**INSTRUCTIONS FOR THE TASK**: Reply with one number: the count of lines in the data that hold the string "windshield".

**ENTRIES PROVIDED**:

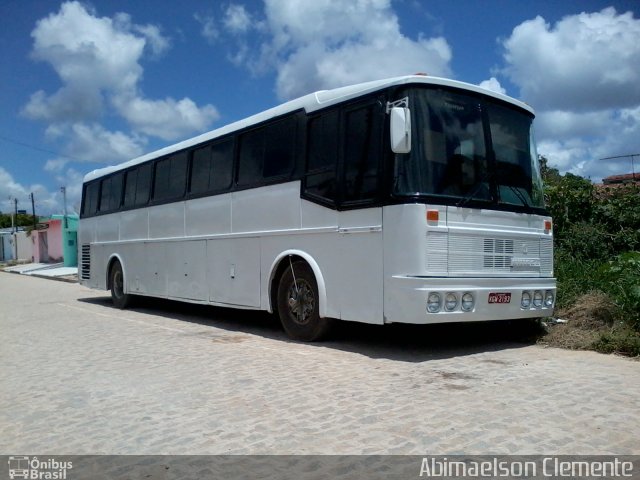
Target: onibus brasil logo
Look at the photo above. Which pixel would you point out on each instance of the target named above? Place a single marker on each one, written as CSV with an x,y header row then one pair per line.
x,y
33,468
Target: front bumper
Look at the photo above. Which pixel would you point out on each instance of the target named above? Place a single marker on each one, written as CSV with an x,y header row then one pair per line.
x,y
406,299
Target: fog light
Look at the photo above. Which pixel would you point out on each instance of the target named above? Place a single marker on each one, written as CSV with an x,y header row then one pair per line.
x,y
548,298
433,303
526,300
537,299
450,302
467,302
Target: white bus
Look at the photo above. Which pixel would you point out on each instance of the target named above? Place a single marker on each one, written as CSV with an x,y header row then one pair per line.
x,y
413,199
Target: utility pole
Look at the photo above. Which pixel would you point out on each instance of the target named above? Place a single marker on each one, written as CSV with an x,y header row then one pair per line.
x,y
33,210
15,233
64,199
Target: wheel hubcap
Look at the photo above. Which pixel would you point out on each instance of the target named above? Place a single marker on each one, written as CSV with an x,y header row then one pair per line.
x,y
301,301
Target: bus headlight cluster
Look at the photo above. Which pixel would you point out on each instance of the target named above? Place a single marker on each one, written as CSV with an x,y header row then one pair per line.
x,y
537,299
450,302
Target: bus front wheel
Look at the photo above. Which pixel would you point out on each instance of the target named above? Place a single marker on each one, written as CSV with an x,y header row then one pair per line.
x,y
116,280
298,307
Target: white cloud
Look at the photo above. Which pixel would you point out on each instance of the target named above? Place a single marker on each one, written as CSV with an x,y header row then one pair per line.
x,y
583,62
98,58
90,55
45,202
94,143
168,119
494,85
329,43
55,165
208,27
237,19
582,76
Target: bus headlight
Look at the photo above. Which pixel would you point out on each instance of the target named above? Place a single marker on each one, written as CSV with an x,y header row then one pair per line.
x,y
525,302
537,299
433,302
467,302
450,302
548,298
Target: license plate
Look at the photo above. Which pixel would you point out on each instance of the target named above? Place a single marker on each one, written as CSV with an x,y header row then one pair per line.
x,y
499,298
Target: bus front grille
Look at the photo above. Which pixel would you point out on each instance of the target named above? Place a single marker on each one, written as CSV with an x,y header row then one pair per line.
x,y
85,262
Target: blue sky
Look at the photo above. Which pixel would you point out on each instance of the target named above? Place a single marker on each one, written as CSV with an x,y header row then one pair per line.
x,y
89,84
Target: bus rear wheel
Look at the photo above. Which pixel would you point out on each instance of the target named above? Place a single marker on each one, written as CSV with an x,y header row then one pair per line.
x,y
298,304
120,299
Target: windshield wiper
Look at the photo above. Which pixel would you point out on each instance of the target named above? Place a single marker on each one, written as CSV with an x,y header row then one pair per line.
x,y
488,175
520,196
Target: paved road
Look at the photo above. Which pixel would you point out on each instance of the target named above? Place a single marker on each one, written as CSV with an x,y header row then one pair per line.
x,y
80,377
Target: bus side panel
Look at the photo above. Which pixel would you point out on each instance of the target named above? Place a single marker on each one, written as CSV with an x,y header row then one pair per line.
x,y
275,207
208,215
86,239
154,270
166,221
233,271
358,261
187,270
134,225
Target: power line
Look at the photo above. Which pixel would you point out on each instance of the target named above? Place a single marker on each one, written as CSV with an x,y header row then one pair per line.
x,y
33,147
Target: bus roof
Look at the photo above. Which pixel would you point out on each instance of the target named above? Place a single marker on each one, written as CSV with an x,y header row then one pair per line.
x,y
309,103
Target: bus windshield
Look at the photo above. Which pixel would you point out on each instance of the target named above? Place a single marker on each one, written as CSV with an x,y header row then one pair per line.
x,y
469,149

--

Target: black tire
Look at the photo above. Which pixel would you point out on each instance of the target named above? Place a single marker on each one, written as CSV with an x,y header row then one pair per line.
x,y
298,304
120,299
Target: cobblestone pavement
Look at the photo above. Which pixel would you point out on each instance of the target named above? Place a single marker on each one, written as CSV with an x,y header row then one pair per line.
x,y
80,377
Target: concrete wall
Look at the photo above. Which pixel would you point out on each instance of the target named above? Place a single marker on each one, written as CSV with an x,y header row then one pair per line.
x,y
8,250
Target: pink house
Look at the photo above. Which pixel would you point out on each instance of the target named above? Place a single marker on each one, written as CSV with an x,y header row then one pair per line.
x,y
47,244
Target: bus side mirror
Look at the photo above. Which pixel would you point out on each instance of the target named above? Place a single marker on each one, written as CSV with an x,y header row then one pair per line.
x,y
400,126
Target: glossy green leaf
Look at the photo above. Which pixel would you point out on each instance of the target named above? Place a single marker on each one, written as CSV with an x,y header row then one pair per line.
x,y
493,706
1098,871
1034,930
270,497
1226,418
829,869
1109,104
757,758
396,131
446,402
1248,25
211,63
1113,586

* * *

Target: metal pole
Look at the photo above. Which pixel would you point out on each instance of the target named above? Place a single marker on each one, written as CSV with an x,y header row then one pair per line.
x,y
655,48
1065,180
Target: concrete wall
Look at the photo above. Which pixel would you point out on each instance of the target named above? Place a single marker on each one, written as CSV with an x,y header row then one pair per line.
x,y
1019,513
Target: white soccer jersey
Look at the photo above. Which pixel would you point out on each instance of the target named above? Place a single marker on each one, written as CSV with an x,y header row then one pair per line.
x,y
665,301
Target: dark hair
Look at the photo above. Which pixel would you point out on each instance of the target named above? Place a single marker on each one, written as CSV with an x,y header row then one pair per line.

**OUTPUT FOR THIS EXERCISE**: 2